* [The problem] Rewrite every line of the records below as a JSON list of strings, one string per line, skipping blank lines and leaving out the pictures.

* [Supplied material]
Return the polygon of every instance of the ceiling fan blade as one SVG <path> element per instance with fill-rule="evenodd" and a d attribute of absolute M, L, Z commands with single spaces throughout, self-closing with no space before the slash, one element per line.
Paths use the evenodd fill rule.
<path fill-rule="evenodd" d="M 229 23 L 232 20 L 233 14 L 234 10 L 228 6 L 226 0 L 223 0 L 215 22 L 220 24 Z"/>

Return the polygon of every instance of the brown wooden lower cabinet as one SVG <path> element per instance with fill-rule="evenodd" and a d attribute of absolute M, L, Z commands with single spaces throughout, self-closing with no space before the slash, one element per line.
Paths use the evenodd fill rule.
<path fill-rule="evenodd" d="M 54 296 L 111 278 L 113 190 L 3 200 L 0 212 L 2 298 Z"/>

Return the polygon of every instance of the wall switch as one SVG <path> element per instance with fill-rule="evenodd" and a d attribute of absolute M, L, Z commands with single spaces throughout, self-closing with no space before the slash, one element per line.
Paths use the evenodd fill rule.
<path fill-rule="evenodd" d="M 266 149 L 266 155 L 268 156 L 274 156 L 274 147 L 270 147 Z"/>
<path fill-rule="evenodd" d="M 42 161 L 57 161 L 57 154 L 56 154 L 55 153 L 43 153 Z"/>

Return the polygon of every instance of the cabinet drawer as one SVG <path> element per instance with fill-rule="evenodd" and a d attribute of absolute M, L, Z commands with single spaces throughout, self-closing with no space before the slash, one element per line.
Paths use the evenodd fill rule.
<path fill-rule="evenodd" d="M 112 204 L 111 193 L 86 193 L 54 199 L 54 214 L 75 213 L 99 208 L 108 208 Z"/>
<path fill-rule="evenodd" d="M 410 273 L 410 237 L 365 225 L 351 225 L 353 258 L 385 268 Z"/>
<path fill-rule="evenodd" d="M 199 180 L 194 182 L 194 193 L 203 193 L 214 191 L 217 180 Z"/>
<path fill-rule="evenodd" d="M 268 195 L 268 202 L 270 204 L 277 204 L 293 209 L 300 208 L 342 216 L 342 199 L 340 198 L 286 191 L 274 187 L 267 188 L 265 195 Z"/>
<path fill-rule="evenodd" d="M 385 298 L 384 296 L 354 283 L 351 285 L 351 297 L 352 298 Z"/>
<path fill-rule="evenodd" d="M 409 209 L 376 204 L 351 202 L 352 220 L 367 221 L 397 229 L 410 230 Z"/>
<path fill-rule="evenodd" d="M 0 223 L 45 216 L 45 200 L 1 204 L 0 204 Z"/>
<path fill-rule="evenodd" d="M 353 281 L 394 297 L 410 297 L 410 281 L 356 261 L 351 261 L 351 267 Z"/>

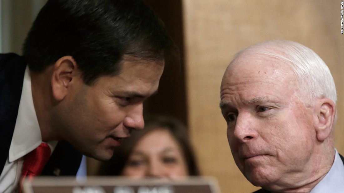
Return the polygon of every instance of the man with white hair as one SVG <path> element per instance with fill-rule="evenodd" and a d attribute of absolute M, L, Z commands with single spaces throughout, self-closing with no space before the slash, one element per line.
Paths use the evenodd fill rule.
<path fill-rule="evenodd" d="M 256 192 L 344 191 L 334 147 L 337 100 L 329 68 L 287 40 L 239 52 L 221 85 L 220 106 L 237 166 Z"/>

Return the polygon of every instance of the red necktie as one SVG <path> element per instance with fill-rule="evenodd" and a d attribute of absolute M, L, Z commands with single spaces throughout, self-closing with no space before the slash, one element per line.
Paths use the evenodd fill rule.
<path fill-rule="evenodd" d="M 34 176 L 41 174 L 49 159 L 50 153 L 50 148 L 48 144 L 42 142 L 36 149 L 26 155 L 23 165 L 20 192 L 21 192 L 23 181 L 25 177 L 32 179 Z"/>

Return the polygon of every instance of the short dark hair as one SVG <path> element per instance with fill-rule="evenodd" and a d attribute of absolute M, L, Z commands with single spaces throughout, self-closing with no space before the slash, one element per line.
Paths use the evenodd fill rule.
<path fill-rule="evenodd" d="M 23 52 L 35 72 L 71 56 L 90 85 L 100 76 L 120 73 L 125 55 L 166 60 L 178 55 L 176 48 L 162 22 L 140 0 L 49 0 Z"/>
<path fill-rule="evenodd" d="M 102 162 L 98 174 L 100 176 L 121 176 L 129 157 L 139 141 L 147 133 L 157 129 L 169 131 L 176 140 L 182 151 L 189 176 L 200 176 L 200 171 L 189 135 L 184 125 L 169 117 L 151 116 L 144 119 L 144 129 L 133 130 L 131 136 L 122 141 L 116 147 L 111 159 Z"/>

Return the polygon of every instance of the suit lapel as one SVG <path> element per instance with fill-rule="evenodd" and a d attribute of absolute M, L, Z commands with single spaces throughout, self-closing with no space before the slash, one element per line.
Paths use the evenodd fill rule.
<path fill-rule="evenodd" d="M 0 54 L 0 174 L 8 156 L 26 67 L 18 55 Z"/>

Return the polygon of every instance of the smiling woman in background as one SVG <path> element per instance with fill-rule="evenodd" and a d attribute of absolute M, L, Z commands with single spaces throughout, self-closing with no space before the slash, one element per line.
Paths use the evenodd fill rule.
<path fill-rule="evenodd" d="M 152 117 L 145 119 L 143 130 L 116 148 L 112 158 L 104 162 L 99 174 L 139 178 L 176 178 L 199 176 L 193 149 L 184 125 L 171 118 Z"/>

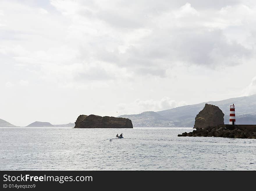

* [Reply to the exercise]
[
  "Return the polygon of every instance of the ceiling fan blade as one SVG <path> element per instance with fill-rule=\"evenodd\" and a d attribute of absolute M, L, Z commands with single spaces throughout, self-closing with no space before the slash, one element per line.",
  "Paths use the evenodd fill rule.",
  "<path fill-rule=\"evenodd\" d=\"M 229 23 L 232 20 L 233 14 L 234 10 L 228 6 L 226 0 L 223 0 L 215 22 L 220 24 Z\"/>",
  "Return the polygon of every instance of the brown wooden lower cabinet as one SVG <path> element per instance with fill-rule=\"evenodd\" and a d attribute of absolute M, L, Z commands with single spaces throughout, self-closing with no space before the slash, one element per line.",
  "Paths use the evenodd fill rule.",
  "<path fill-rule=\"evenodd\" d=\"M 54 296 L 111 278 L 113 190 L 3 200 L 0 212 L 2 298 Z\"/>",
  "Return the polygon of every instance of the wall switch as one SVG <path> element per instance with fill-rule=\"evenodd\" and a d attribute of absolute M, L, Z commands with single spaces throughout, self-closing with no space before the slash, one element per line.",
  "Paths use the evenodd fill rule.",
  "<path fill-rule=\"evenodd\" d=\"M 266 149 L 266 155 L 268 156 L 274 156 L 274 147 L 270 147 Z\"/>",
  "<path fill-rule=\"evenodd\" d=\"M 42 161 L 57 161 L 57 154 L 56 154 L 55 153 L 43 153 Z\"/>",
  "Return the polygon of every instance of the cabinet drawer as one SVG <path> element per instance with fill-rule=\"evenodd\" and a d attribute of absolute M, L, Z commands with single spaces throughout, self-closing with no space before the slash, one element per line.",
  "Paths use the evenodd fill rule.",
  "<path fill-rule=\"evenodd\" d=\"M 112 204 L 111 193 L 86 193 L 54 199 L 54 214 L 75 213 L 99 208 L 108 208 Z\"/>",
  "<path fill-rule=\"evenodd\" d=\"M 410 273 L 410 237 L 365 225 L 351 225 L 353 258 L 385 268 Z\"/>",
  "<path fill-rule=\"evenodd\" d=\"M 199 180 L 194 182 L 194 193 L 203 193 L 214 191 L 217 180 Z\"/>",
  "<path fill-rule=\"evenodd\" d=\"M 268 195 L 268 202 L 270 204 L 277 204 L 293 209 L 300 208 L 342 216 L 342 199 L 340 198 L 286 191 L 274 187 L 267 188 L 265 195 Z\"/>",
  "<path fill-rule=\"evenodd\" d=\"M 385 298 L 384 296 L 354 283 L 351 285 L 351 297 L 352 298 Z\"/>",
  "<path fill-rule=\"evenodd\" d=\"M 409 209 L 376 204 L 351 202 L 352 220 L 367 221 L 397 229 L 410 230 Z\"/>",
  "<path fill-rule=\"evenodd\" d=\"M 0 223 L 45 216 L 45 200 L 1 204 L 0 204 Z\"/>",
  "<path fill-rule=\"evenodd\" d=\"M 353 281 L 394 297 L 410 297 L 410 281 L 356 261 L 351 261 L 351 267 Z\"/>",
  "Return the polygon of every instance of the man with white hair as one SVG <path> element per instance with fill-rule=\"evenodd\" and a d attribute of absolute M, L, Z commands with single spaces throughout, self-closing with no space before the slash, one element per line.",
  "Paths use the evenodd fill rule.",
  "<path fill-rule=\"evenodd\" d=\"M 256 192 L 344 191 L 334 147 L 337 100 L 329 68 L 287 40 L 239 52 L 221 85 L 220 106 L 237 166 Z\"/>",
  "Return the polygon of every instance of the red necktie as one SVG <path> element per instance with fill-rule=\"evenodd\" and a d attribute of absolute M, L, Z commands with single spaces throughout, self-closing with no space before the slash, one element per line.",
  "Paths use the evenodd fill rule.",
  "<path fill-rule=\"evenodd\" d=\"M 34 176 L 41 174 L 49 159 L 50 153 L 50 148 L 48 144 L 42 142 L 36 149 L 26 155 L 23 165 L 20 192 L 21 192 L 23 181 L 25 177 L 32 179 Z\"/>",
  "Return the polygon of every instance of the short dark hair as one SVG <path> element per instance with fill-rule=\"evenodd\" and a d attribute of absolute M, L, Z commands with single spaces throughout, self-closing with no space before the slash, one element per line.",
  "Paths use the evenodd fill rule.",
  "<path fill-rule=\"evenodd\" d=\"M 23 52 L 35 72 L 71 56 L 90 85 L 100 76 L 120 73 L 125 55 L 166 60 L 178 55 L 176 48 L 162 22 L 140 0 L 49 0 Z\"/>",
  "<path fill-rule=\"evenodd\" d=\"M 102 162 L 98 174 L 100 176 L 121 176 L 129 157 L 139 141 L 147 133 L 157 129 L 169 131 L 176 140 L 182 151 L 189 176 L 200 176 L 200 171 L 189 135 L 184 125 L 169 117 L 151 116 L 144 119 L 144 129 L 133 130 L 131 136 L 122 141 L 116 147 L 111 159 Z\"/>",
  "Return the polygon of every instance of the suit lapel as one SVG <path> element per instance with fill-rule=\"evenodd\" and a d attribute of absolute M, L, Z commands with single spaces throughout, self-closing with no space before the slash, one element per line.",
  "Paths use the evenodd fill rule.",
  "<path fill-rule=\"evenodd\" d=\"M 0 54 L 0 174 L 8 156 L 26 67 L 18 55 Z\"/>",
  "Return the polygon of every instance of the smiling woman in background as one SVG <path> element per instance with fill-rule=\"evenodd\" and a d attribute of absolute M, L, Z commands with single spaces throughout, self-closing with no space before the slash, one element per line.",
  "Paths use the evenodd fill rule.",
  "<path fill-rule=\"evenodd\" d=\"M 152 117 L 145 119 L 143 130 L 116 148 L 112 158 L 104 162 L 99 174 L 139 178 L 176 178 L 199 176 L 193 149 L 184 125 L 171 118 Z\"/>"
]